** Assigned task **
Copy each entry precisely as written, and do not carry over the pictures.

** Data records **
BEGIN

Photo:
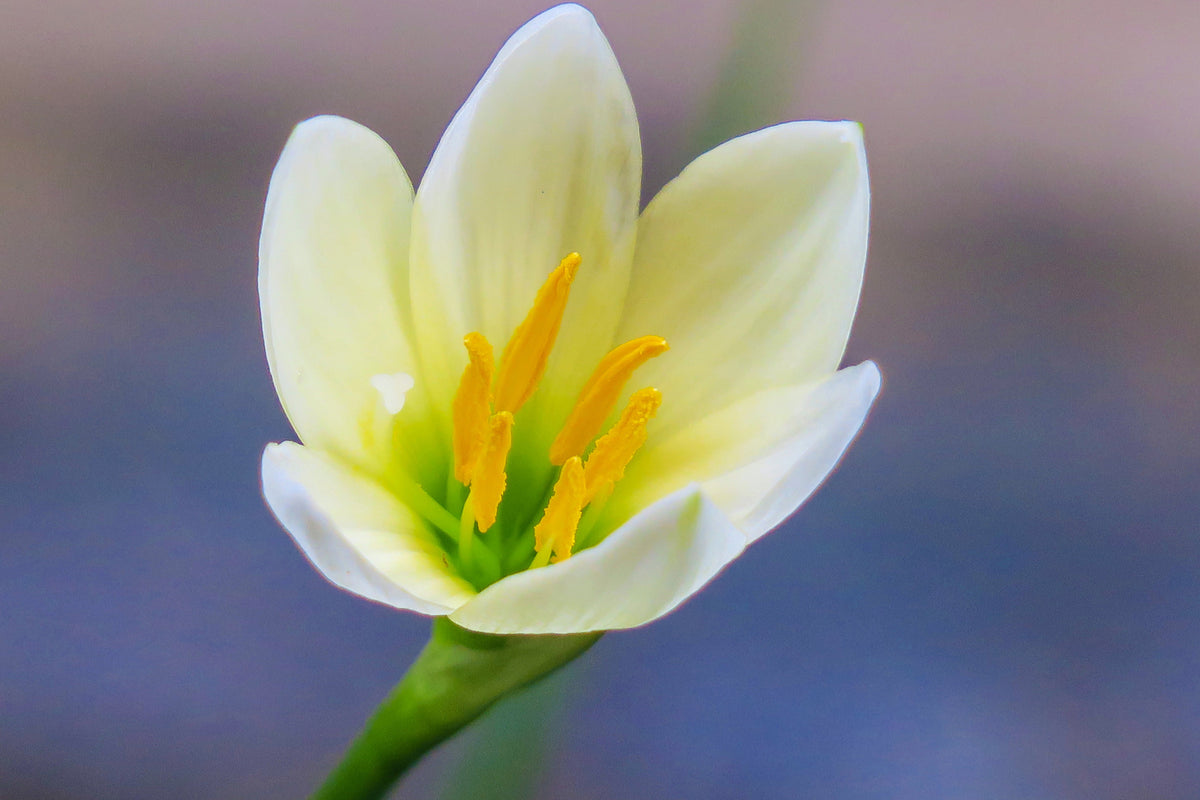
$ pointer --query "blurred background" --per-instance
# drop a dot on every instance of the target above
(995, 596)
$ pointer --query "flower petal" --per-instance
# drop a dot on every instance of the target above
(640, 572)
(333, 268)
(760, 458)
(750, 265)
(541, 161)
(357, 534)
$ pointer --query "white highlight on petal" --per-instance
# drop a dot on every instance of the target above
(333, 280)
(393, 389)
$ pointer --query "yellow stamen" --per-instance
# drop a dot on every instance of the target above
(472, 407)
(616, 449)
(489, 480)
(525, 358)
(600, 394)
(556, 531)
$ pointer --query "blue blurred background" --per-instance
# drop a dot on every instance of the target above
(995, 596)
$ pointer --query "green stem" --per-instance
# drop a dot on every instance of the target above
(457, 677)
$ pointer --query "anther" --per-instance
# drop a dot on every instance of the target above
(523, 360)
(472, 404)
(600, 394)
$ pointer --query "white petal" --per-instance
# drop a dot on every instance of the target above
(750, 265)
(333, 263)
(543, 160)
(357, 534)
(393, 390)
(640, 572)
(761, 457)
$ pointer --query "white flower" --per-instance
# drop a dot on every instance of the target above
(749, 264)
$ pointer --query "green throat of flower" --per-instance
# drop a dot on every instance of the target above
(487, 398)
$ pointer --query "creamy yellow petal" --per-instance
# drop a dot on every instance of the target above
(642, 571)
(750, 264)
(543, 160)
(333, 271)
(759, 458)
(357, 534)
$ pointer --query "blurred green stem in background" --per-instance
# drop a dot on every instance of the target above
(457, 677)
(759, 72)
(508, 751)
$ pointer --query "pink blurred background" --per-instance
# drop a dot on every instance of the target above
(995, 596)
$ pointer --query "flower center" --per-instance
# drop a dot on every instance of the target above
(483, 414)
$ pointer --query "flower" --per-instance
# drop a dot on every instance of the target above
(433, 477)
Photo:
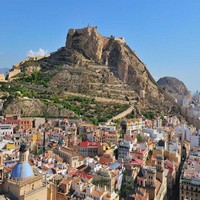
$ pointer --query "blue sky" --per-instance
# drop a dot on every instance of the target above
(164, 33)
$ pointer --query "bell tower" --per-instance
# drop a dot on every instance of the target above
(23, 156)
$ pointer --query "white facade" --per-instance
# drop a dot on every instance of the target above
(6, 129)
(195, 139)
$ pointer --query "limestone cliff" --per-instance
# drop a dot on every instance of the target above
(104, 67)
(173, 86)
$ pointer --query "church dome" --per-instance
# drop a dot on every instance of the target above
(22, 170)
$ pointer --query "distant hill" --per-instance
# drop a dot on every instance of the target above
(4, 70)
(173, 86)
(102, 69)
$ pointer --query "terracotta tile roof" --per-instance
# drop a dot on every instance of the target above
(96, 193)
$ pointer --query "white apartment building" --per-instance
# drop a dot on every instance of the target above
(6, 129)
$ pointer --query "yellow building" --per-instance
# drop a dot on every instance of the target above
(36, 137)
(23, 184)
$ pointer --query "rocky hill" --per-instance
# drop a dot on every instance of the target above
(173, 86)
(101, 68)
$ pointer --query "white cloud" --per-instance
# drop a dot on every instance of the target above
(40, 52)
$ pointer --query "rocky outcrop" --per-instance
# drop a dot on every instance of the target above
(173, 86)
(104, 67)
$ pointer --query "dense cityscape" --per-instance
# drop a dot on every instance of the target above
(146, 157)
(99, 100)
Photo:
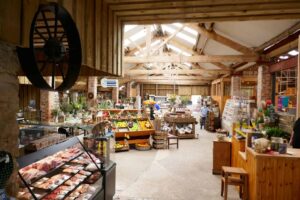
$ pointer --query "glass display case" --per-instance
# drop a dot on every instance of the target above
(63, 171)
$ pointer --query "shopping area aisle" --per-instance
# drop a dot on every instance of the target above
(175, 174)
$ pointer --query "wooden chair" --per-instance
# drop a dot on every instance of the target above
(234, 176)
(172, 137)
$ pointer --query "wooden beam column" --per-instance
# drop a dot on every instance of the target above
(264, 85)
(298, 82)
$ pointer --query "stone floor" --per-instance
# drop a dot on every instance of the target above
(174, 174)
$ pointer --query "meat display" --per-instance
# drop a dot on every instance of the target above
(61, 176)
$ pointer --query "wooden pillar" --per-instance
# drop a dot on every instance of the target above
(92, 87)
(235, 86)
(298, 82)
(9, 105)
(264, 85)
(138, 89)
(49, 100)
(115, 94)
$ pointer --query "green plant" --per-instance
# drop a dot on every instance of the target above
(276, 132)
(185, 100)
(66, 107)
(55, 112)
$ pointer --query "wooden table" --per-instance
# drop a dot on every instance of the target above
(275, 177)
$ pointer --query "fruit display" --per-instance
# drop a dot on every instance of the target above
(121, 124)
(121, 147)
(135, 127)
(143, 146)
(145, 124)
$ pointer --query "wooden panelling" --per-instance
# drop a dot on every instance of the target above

END

** Expected output **
Photo:
$ pointer --query "blurred background" --per-instance
# drop a dot on every instance of the target above
(995, 596)
$ pointer --query "flower petal" --per-instance
# drop a dot on every instance of the target above
(640, 572)
(333, 268)
(760, 458)
(750, 265)
(541, 161)
(357, 534)
$ pointer --query "white highlight on petal" --per-instance
# drop a dot on every instance of the target above
(333, 280)
(393, 389)
$ pointer --query "yellow stamen" --per-instance
# drop a dot on every instance of the target above
(472, 407)
(616, 449)
(489, 480)
(525, 358)
(600, 394)
(556, 531)
$ pointer --query "blue blurred background" --per-instance
# drop a dot on every instance of the target above
(995, 596)
$ pointer --query "green stem" --per-instance
# drop a dot on every instance of the target above
(457, 677)
$ pointer --query "anther" --per-instance
# drop a dot on every instance of the target above
(523, 360)
(472, 404)
(600, 394)
$ pointer --query "white petal" --per-instance
# drop a dot on every instance of the target above
(750, 265)
(333, 263)
(543, 160)
(357, 534)
(393, 390)
(640, 572)
(761, 457)
$ pointer --query "white flower" --per-instance
# drop a dot on every instance of the target above
(749, 264)
$ pointer --query "green throat of flower" --per-instance
# drop a dot on every instance of the target above
(487, 398)
$ pointer --query "creamy yellow petal" --per-instance
# drop a dot on every instance of the target above
(642, 571)
(750, 264)
(543, 160)
(333, 271)
(759, 458)
(357, 534)
$ pointer --query "blurred green stem in background" --per-instance
# drop a dot on every instance of the target above
(457, 677)
(759, 72)
(508, 751)
$ pointer --query "pink blurred background" --per-instance
# drop a dot on every instance of the target above
(995, 596)
$ pointer --query "flower center" --per-instance
# drop a dot on every instance of the target above
(483, 414)
$ pointer --query "flower" --per-instance
# drop a dot on every instance of the target above
(433, 477)
Photo:
$ pointer --query "blue sky" --per-instance
# drop a dot on every instance of the target above
(164, 33)
$ pointer --query "bell tower" --per-instance
# drop a dot on every instance of the target above
(23, 156)
$ pointer --query "white facade" --per-instance
# drop a dot on every instance of the target above
(6, 129)
(195, 139)
$ pointer --query "limestone cliff" --per-instance
# drop a dot on every instance of the target above
(104, 67)
(173, 86)
$ pointer --query "church dome" --per-instance
# drop a dot on every instance of the target above
(22, 170)
$ pointer --query "distant hill" --per-instance
# drop a dot on every instance of the target above
(4, 70)
(173, 86)
(102, 69)
$ pointer --query "terracotta tile roof" --per-instance
# drop a dot on every instance of the target above
(96, 193)
$ pointer --query "white apartment building" --per-instance
# drop a dot on every instance of the target above
(6, 129)
$ pointer --query "yellow building" --per-instance
# drop a dot on every instance of the target above
(36, 137)
(23, 184)
$ pointer --query "rocky hill" --per-instance
# drop a dot on every instance of the target above
(173, 86)
(101, 68)
$ pointer --query "white cloud" --per-instance
# drop a dot on every instance of the target above
(40, 52)
$ pointer --query "rocky outcrop" --per-instance
# drop a dot on every instance of the target above
(173, 86)
(104, 67)
$ pointer --query "dense cityscape" --per-instance
# drop a dot on every instance of the target above
(146, 157)
(99, 100)
Photo:
$ pointer --query "glass display case" --per-instance
# drop a dot on every instance of the target above
(63, 171)
$ pointer --query "shopping area aisle" --per-instance
# drop a dot on every instance of the target above
(175, 174)
$ pointer --query "wooden chair" --per-instance
# drop a dot on every instance of the target above
(234, 176)
(172, 137)
$ pointer --query "wooden beam column" --per-instance
# drop a dot on every instance of the target above
(264, 85)
(298, 82)
$ pointer --query "stone floor" --per-instance
# drop a dot on every instance of the target above
(174, 174)
$ pointer --query "meat display" --per-instance
# drop a dot on every instance of the target above
(61, 176)
$ pointer --query "wooden pillar" --per-instance
# drop a dot on every instance of the target above
(92, 87)
(235, 86)
(298, 82)
(9, 105)
(264, 85)
(138, 89)
(49, 100)
(115, 94)
$ pointer --query "green plant" --per-instance
# drop a dot on every instance of the target above
(276, 132)
(185, 100)
(66, 107)
(55, 112)
$ pointer --query "wooden table" --per-instance
# drop a dot on every instance of the target above
(275, 177)
$ pointer --query "fruit display" --per-instance
# drop a dot on every instance of the target above
(121, 124)
(121, 147)
(135, 127)
(143, 146)
(145, 124)
$ pointer --query "wooden panelling" --per-instance
# drop a dot on every instance of the target above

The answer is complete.